-- Page --

I've applied this method to update my current active computers to latest (beta) 415.13 Nvidia drivers on 2018-11-13.
I'll try to explain this procedure in a step-by-step way.

It's worked on systems under Ubuntu 16.04.5 LTS (4.15.0-39-generic kernel) with GRUB V2.02, Intel Core 2 Quad processors, and Nvidia GTX750, GTX750TI, GT1030, and GTX1050TI graphic cards.
Please, be careful to apply in other configurations.

This method depends on two extra linux repositories. Links to their webpages:
- https://launchpad.net/~xorg-edgers/+archive/ubuntu/ppa
- https://launchpad.net/~graphics-drivers/+archive/ubuntu/ppa

-1) Enter Boinc Manager and suspend activity for all current tasks (if any)
# This will prevent tasks to fail after restarting the system
-2) Reboot computer
-3) Just after BIOS POST, press right "Shift" key to enter GRUB menu
# If you arrive to normal Ubuntu login screen, you have lost your chance. Try rebooting again...
-4) In GRUB menu, select (remark) "*Ubuntu" option, then press "E" key
# This will open a limited editor for GRUB commands
-5) Move with arrow keys just to the end of line starting with "linux ..."
# In my case, this line finishes with "... ro quiet splash $vt_handoff"
-6) Add " 3" to the end (an space and number three)
# In my case, this results in a line finishing with "... ro quiet splash $vt_handoff 3"

-- The tasks --
1 > Update the part of the Nvidia driver guide that opens with the words containing "I'll try to" and closes with "tasks (if any)", changing "repositories" to "software sources".
2 > Carry on the Nvidia driver guide from the point where it stops.

-- Data listing --

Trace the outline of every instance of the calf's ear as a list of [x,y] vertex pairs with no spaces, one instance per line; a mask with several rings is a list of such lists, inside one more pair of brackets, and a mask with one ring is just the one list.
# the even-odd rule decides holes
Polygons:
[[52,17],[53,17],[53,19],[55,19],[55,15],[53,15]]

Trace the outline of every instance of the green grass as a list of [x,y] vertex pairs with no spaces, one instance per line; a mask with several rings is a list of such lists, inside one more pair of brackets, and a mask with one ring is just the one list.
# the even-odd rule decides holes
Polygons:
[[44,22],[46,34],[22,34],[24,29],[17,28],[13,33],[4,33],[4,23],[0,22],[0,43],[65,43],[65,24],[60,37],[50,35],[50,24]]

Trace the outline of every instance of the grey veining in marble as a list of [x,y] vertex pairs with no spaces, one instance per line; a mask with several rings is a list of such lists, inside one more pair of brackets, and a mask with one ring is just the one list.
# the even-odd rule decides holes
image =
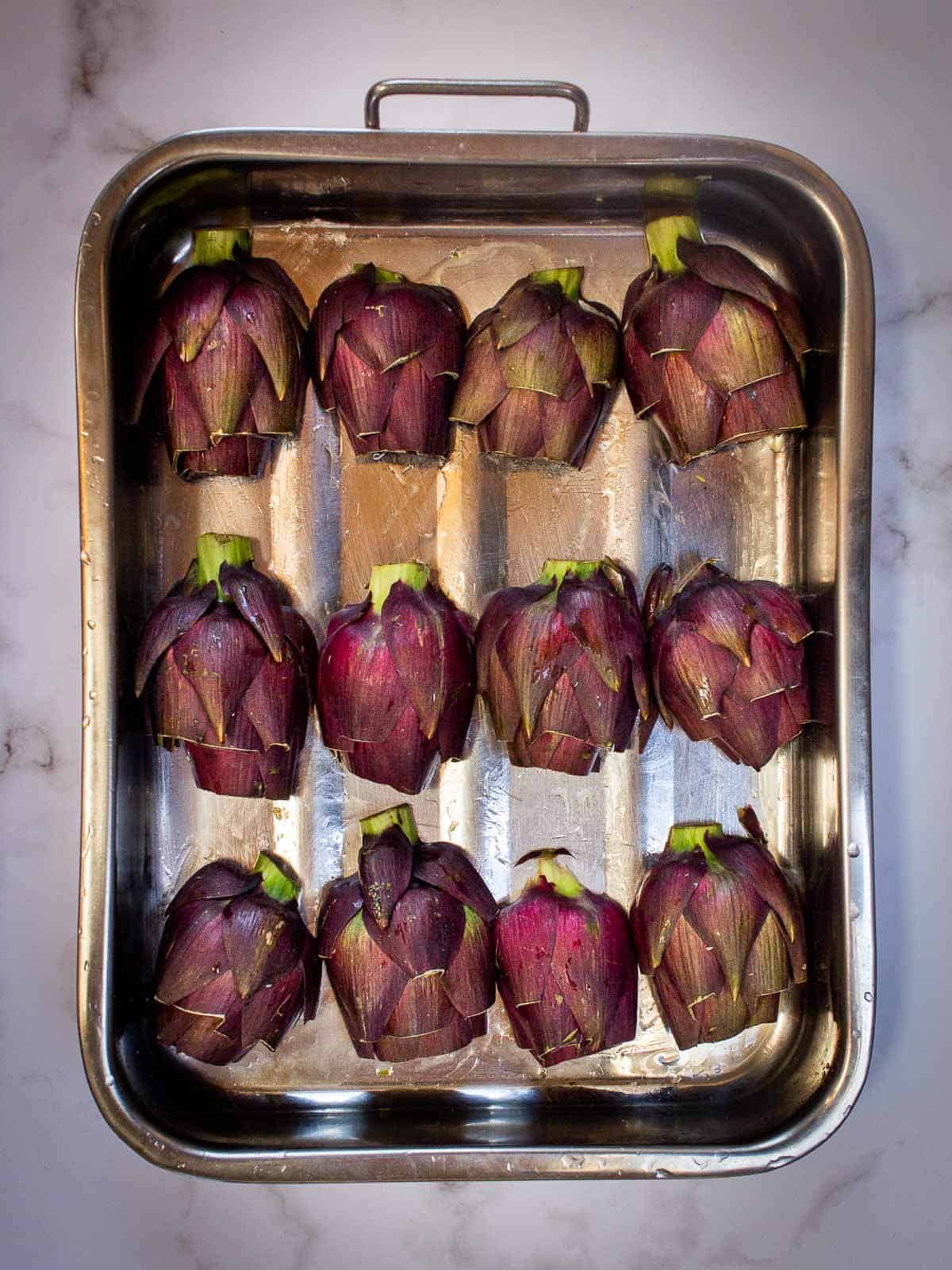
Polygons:
[[[952,757],[952,10],[942,0],[8,0],[0,61],[0,1248],[20,1267],[937,1266]],[[79,599],[71,301],[80,226],[152,140],[352,127],[383,75],[566,77],[594,130],[798,150],[853,198],[880,311],[872,1072],[812,1157],[704,1182],[228,1187],[113,1138],[75,1039]],[[383,123],[560,127],[565,103],[387,102]]]

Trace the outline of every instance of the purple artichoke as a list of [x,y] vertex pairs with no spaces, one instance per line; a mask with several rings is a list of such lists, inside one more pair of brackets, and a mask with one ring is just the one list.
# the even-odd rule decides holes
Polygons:
[[146,622],[136,696],[159,744],[185,745],[199,789],[291,798],[307,733],[317,645],[251,566],[251,544],[203,533],[189,572]]
[[480,446],[581,467],[618,380],[618,319],[583,300],[581,269],[520,278],[470,326],[451,417]]
[[157,1038],[203,1063],[234,1063],[261,1040],[275,1049],[317,1012],[321,963],[287,866],[222,860],[193,874],[169,906],[155,998]]
[[499,994],[515,1043],[543,1067],[632,1040],[638,966],[628,919],[608,895],[586,890],[533,851],[538,872],[496,917]]
[[649,718],[635,587],[612,560],[547,560],[531,587],[486,606],[479,688],[517,767],[586,776]]
[[797,302],[734,248],[699,241],[693,217],[650,221],[651,268],[622,312],[625,382],[675,464],[730,441],[806,427]]
[[174,470],[258,476],[270,438],[303,413],[307,306],[281,265],[231,257],[249,235],[202,231],[195,260],[166,287],[140,339],[138,422],[152,389]]
[[737,815],[749,837],[675,826],[632,907],[641,969],[678,1049],[773,1022],[779,993],[806,980],[800,900],[753,809]]
[[324,291],[311,320],[314,382],[355,453],[449,452],[465,325],[452,291],[373,264]]
[[405,804],[360,822],[357,872],[327,888],[317,946],[362,1058],[468,1045],[495,998],[496,904],[465,852],[421,843]]
[[476,695],[470,620],[418,563],[376,565],[335,613],[317,664],[324,744],[355,776],[419,794],[461,758]]
[[776,582],[737,582],[707,561],[673,593],[659,565],[645,629],[661,718],[758,771],[810,719],[800,601]]

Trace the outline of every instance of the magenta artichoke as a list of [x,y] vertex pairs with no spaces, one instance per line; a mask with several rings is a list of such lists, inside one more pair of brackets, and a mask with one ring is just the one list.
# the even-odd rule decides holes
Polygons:
[[476,695],[470,620],[418,563],[376,565],[335,613],[317,664],[324,744],[355,776],[419,794],[461,758]]
[[649,718],[635,587],[612,560],[547,560],[509,587],[476,631],[479,688],[517,767],[586,776]]
[[275,1049],[298,1016],[317,1012],[321,963],[281,861],[222,860],[193,874],[169,906],[155,997],[161,1045],[203,1063],[234,1063],[261,1040]]
[[520,278],[470,326],[451,417],[480,446],[581,467],[618,380],[618,319],[583,300],[581,269]]
[[373,264],[324,291],[311,320],[311,370],[355,453],[449,452],[465,325],[452,291]]
[[515,1043],[543,1067],[621,1045],[635,1036],[638,966],[628,919],[608,895],[586,890],[533,851],[538,872],[496,917],[499,994]]
[[421,843],[402,805],[360,822],[357,872],[327,888],[317,945],[362,1058],[468,1045],[495,998],[496,904],[465,852]]
[[248,235],[195,235],[195,263],[166,287],[140,339],[132,419],[146,396],[187,480],[258,476],[270,438],[301,423],[307,306],[279,264],[235,257]]
[[674,462],[805,428],[798,363],[810,345],[790,292],[734,248],[701,243],[692,217],[650,221],[646,237],[651,268],[622,314],[625,382]]
[[641,969],[679,1049],[773,1022],[779,993],[806,980],[800,900],[753,809],[737,815],[749,837],[675,826],[632,907]]
[[737,582],[710,561],[673,592],[659,565],[645,627],[661,718],[758,771],[810,719],[803,606],[776,582]]
[[251,544],[203,533],[198,558],[146,622],[136,695],[159,744],[185,745],[199,789],[291,798],[317,645],[251,566]]

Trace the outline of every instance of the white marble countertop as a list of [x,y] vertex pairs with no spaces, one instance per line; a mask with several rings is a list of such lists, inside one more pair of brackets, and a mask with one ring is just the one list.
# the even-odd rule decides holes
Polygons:
[[[0,53],[0,1248],[10,1270],[267,1265],[932,1266],[948,1248],[952,9],[941,0],[32,0]],[[593,131],[754,136],[853,199],[878,305],[871,1076],[817,1153],[753,1179],[227,1186],[145,1163],[83,1076],[74,959],[79,564],[72,287],[83,220],[154,141],[354,127],[386,75],[580,83]],[[564,103],[385,104],[409,127],[561,127]],[[948,705],[944,707],[948,709]]]

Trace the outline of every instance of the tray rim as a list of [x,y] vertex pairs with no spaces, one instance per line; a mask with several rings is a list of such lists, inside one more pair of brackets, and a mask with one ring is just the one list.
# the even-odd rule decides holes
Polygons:
[[[527,152],[531,155],[526,157]],[[732,1147],[508,1147],[216,1149],[150,1123],[117,1080],[112,1059],[116,867],[116,705],[110,354],[107,267],[116,227],[133,198],[195,163],[551,163],[656,168],[730,163],[755,166],[809,194],[840,248],[842,376],[836,497],[838,800],[852,1031],[847,1057],[819,1107],[755,1143]],[[99,1110],[152,1163],[235,1181],[424,1181],[556,1177],[696,1177],[760,1172],[801,1158],[847,1119],[866,1081],[875,1021],[875,907],[869,734],[869,504],[872,481],[873,282],[866,237],[849,199],[793,151],[736,137],[666,133],[410,132],[366,130],[211,130],[189,132],[127,164],[103,189],[83,230],[76,271],[76,391],[83,596],[83,798],[80,836],[77,1024],[83,1063]],[[95,561],[94,569],[90,561]],[[849,851],[847,851],[849,845]],[[858,850],[854,852],[853,847]],[[373,1176],[368,1165],[373,1162]]]

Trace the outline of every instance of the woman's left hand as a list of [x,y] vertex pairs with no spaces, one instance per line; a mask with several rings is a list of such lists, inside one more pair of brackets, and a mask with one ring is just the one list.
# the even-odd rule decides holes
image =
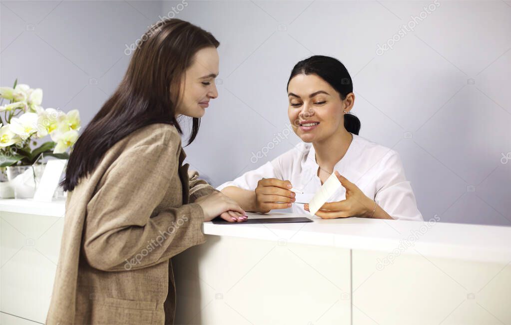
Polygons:
[[[316,215],[322,219],[370,216],[375,201],[366,196],[356,185],[341,176],[338,172],[336,171],[335,175],[346,189],[346,199],[326,203],[316,213]],[[304,208],[309,211],[309,204],[305,204]]]

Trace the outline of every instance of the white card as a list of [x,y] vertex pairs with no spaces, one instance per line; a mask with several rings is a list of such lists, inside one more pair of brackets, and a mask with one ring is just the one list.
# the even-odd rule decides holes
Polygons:
[[51,202],[53,194],[59,185],[60,175],[67,162],[67,160],[65,159],[48,160],[44,167],[41,181],[34,195],[35,201]]
[[330,177],[323,183],[323,185],[309,203],[309,211],[310,215],[311,216],[315,215],[327,200],[330,198],[330,197],[333,195],[341,186],[342,185],[341,182],[339,181],[339,179],[337,178],[335,173],[332,173]]

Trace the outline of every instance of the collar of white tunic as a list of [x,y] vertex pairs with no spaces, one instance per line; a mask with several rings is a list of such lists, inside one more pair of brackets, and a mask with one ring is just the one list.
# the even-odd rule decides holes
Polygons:
[[[363,191],[363,188],[370,181],[374,182],[375,177],[380,174],[384,157],[391,154],[393,150],[357,134],[352,134],[353,140],[344,155],[335,164],[334,171],[357,183]],[[295,148],[301,153],[298,160],[301,165],[301,185],[304,185],[313,177],[317,176],[319,166],[316,161],[316,150],[312,144],[302,142]]]

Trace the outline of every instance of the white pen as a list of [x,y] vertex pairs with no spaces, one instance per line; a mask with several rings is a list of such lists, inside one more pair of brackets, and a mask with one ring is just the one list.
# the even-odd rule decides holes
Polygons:
[[[263,177],[262,179],[266,179],[266,177]],[[291,188],[289,189],[289,191],[291,191],[291,192],[294,192],[295,193],[298,193],[298,194],[304,194],[304,192],[301,192],[299,190],[297,190],[297,189],[295,189],[294,188]]]

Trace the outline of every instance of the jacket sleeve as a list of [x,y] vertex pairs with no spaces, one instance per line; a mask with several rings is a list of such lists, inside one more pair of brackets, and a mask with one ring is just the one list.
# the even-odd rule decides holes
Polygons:
[[125,271],[151,266],[205,241],[198,203],[154,210],[177,173],[177,146],[128,149],[110,166],[87,205],[83,249],[93,267]]
[[193,203],[201,196],[211,194],[214,192],[220,192],[207,183],[203,179],[199,178],[199,173],[194,170],[188,172],[190,184],[190,202]]

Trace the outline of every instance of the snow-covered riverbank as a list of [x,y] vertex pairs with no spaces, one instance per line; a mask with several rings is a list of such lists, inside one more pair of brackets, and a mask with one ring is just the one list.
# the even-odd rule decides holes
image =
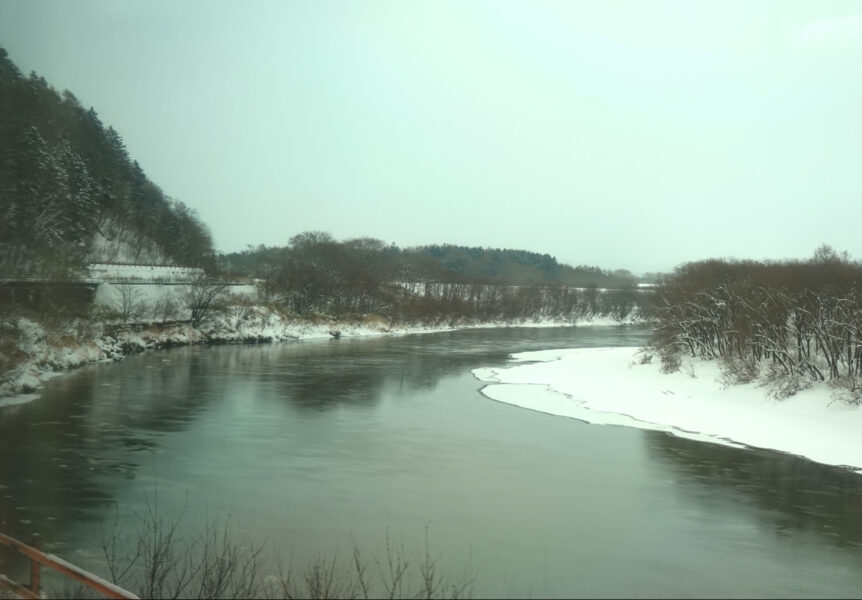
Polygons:
[[[359,321],[291,319],[263,306],[248,307],[242,314],[220,314],[201,327],[189,324],[117,326],[97,321],[71,321],[60,331],[46,331],[41,324],[21,317],[15,322],[18,364],[0,373],[0,406],[19,404],[38,397],[42,382],[59,373],[96,362],[122,360],[125,356],[169,346],[219,343],[288,342],[340,337],[370,337],[433,333],[483,327],[561,327],[572,325],[631,324],[597,316],[576,323],[559,320],[526,322],[492,321],[446,325],[393,325],[381,317]],[[56,329],[56,328],[55,328]]]
[[512,366],[475,369],[494,400],[588,423],[770,448],[862,473],[862,407],[834,401],[820,384],[785,400],[757,384],[728,386],[715,361],[663,374],[637,348],[525,352]]

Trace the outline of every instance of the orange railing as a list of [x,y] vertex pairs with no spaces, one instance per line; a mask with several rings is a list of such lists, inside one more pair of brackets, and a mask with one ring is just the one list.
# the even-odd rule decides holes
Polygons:
[[42,598],[39,588],[42,576],[41,567],[43,566],[62,573],[66,577],[74,579],[75,581],[83,583],[87,587],[96,590],[108,598],[137,598],[133,593],[126,591],[109,581],[105,581],[101,577],[93,575],[84,569],[80,569],[73,564],[67,563],[62,558],[58,558],[53,554],[45,554],[38,548],[40,545],[38,536],[34,536],[32,545],[27,545],[24,542],[19,542],[15,538],[0,533],[0,544],[9,546],[13,550],[17,550],[30,559],[29,587],[16,583],[5,575],[0,575],[0,587],[6,587],[12,590],[21,598]]

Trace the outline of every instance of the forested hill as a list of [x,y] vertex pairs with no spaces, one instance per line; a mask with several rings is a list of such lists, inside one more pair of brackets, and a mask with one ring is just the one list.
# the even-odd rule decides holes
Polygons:
[[93,108],[23,76],[0,48],[0,276],[213,259],[206,226],[147,179]]
[[[339,242],[319,231],[298,234],[285,247],[258,246],[222,254],[218,264],[228,275],[275,283],[289,280],[293,285],[300,285],[297,279],[303,277],[314,281],[361,277],[378,284],[424,281],[607,288],[635,284],[635,277],[626,270],[571,267],[548,254],[452,245],[402,249],[373,238]],[[307,282],[302,286],[307,287]]]
[[562,284],[574,287],[619,288],[633,285],[627,270],[605,271],[599,267],[560,264],[549,254],[526,250],[433,245],[408,248],[402,262],[449,282],[497,284]]

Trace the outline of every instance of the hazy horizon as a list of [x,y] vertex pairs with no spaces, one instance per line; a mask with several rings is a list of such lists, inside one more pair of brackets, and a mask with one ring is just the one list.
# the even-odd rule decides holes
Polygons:
[[857,2],[0,0],[216,248],[322,230],[635,273],[859,256]]

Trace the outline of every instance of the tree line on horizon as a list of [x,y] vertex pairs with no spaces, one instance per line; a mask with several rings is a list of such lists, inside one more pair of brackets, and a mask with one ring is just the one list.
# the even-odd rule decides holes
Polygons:
[[823,245],[806,261],[705,260],[677,267],[651,296],[663,370],[685,354],[721,361],[733,383],[783,398],[830,382],[862,403],[862,263]]
[[[572,267],[524,250],[402,249],[304,232],[283,247],[218,255],[207,226],[147,178],[93,108],[35,72],[22,75],[0,48],[0,276],[74,277],[102,261],[199,266],[211,278],[260,280],[265,301],[297,315],[624,318],[638,302],[629,271]],[[423,287],[409,293],[395,282]]]
[[[641,303],[635,278],[570,267],[548,254],[434,245],[401,249],[374,238],[337,241],[320,231],[287,246],[218,257],[228,277],[258,282],[266,301],[299,315],[381,314],[399,321],[624,319]],[[603,288],[611,288],[605,290]]]

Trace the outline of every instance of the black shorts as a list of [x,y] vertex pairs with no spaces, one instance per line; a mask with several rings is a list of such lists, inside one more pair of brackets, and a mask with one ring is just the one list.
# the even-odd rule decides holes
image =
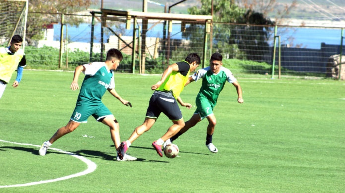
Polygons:
[[146,111],[146,117],[158,118],[161,112],[172,121],[182,119],[182,112],[174,97],[171,97],[155,91]]

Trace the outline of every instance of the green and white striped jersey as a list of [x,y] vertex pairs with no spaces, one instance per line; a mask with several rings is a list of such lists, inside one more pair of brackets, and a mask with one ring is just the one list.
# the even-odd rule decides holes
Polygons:
[[192,78],[196,82],[202,78],[202,84],[198,94],[197,97],[207,98],[210,102],[216,105],[219,93],[224,87],[224,83],[228,81],[232,83],[237,81],[230,70],[221,66],[219,72],[213,74],[210,67],[198,70]]
[[109,70],[104,62],[84,64],[85,77],[78,96],[78,100],[101,103],[102,96],[107,89],[115,87],[113,70]]

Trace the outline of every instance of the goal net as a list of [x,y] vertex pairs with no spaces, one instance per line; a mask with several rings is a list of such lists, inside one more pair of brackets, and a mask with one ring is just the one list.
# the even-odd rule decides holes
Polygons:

-- Replies --
1 >
I'll try to explain this procedure in a step-by-step way.

It's worked on systems under Ubuntu 16.04.5 LTS (4.15.0-39-generic kernel) with GRUB V2.02, Intel Core 2 Quad processors, and Nvidia GTX750, GTX750TI, GT1030, and GTX1050TI graphic cards.
Please, be careful to apply in other configurations.

This method depends on two extra linux software sources. Links to their webpages:
- https://launchpad.net/~xorg-edgers/+archive/ubuntu/ppa
- https://launchpad.net/~graphics-drivers/+archive/ubuntu/ppa

-1) Enter Boinc Manager and suspend activity for all current tasks (if any)

2 >
# Don't push "Enter", nor any more
-7) Press "F10" key
-8) This will start Linux in terminal mode, with no graphics interface
# An Ubuntu logo will appear, with a progress bar blinking
-9) When progress bar stops, press "Alt" + "F1" keys
# This will open a tty1 terminal
-10) You'll be asked for your login and password. Introduce them. Terminal tty1 will open
# In this opened terminal, introduce the following commands:
-11) sudo add-apt-repository ppa:xorg-edgers/ppa
# Confirm to add this new repository
-12) sudo add-apt-repository ppa:graphics-drivers/ppa
# Steps 11 and 12 are necessary only for the first time this method is applied in each computer
-13) sudo apt-get update
-14) sudo apt-get dist-upgrade
# Answer yes to suggested updates. Please, wait for them finish to apply. It may take several minutes
-15) sudo apt-get install nvidia-415
# Or "... nvidia-XXX" for your desired driver version. Currently, nvidia-410 is the latest regular version
# Answer yes. This will take several minutes for the drivers to download and install
-16) sudo apt-get install nvidia-modprobe --reinstall
-17) sudo nvidia-xconfig
-18) sudo apt-get autoremove
# Answer yes if asked for. this will save disk space by uninstalling unnecessary packages
-19) sudo reboot
# The system will restart. Let it start the usual way
-20) Log in to Ubuntu, enter Boinc Manager, and restart activity for all tasks previously stopped
# Tasks will restart, now running under new drivers version

Note: The same procedure is valid also to return to previous versions, depending on version stated in step 15

Best regards,

rod4x4
Send message
Joined: 4 Aug 14
Posts: 266
Credit: 2,219,935,054
RAC: 0
Level
Phe
Scientific publications
watwatwatwatwatwatwatwatwatwat
Message 50906 - Posted: 18 Nov 2018 | 0:59:13 UTC - in response to Message 50893.

A great step by step guide!

Do you find this latest beta driver any better or worse in performance?

Keith Myers
Send message
Joined: 13 Dec 17
Posts: 1340
Credit: 7,652,816,070
RAC: 13,498,476
Level
Tyr
Scientific publications
watwatwatwatwat
Message 50908 - Posted: 18 Nov 2018 | 5:03:23 UTC - in response to Message 50906.

A great step by step guide!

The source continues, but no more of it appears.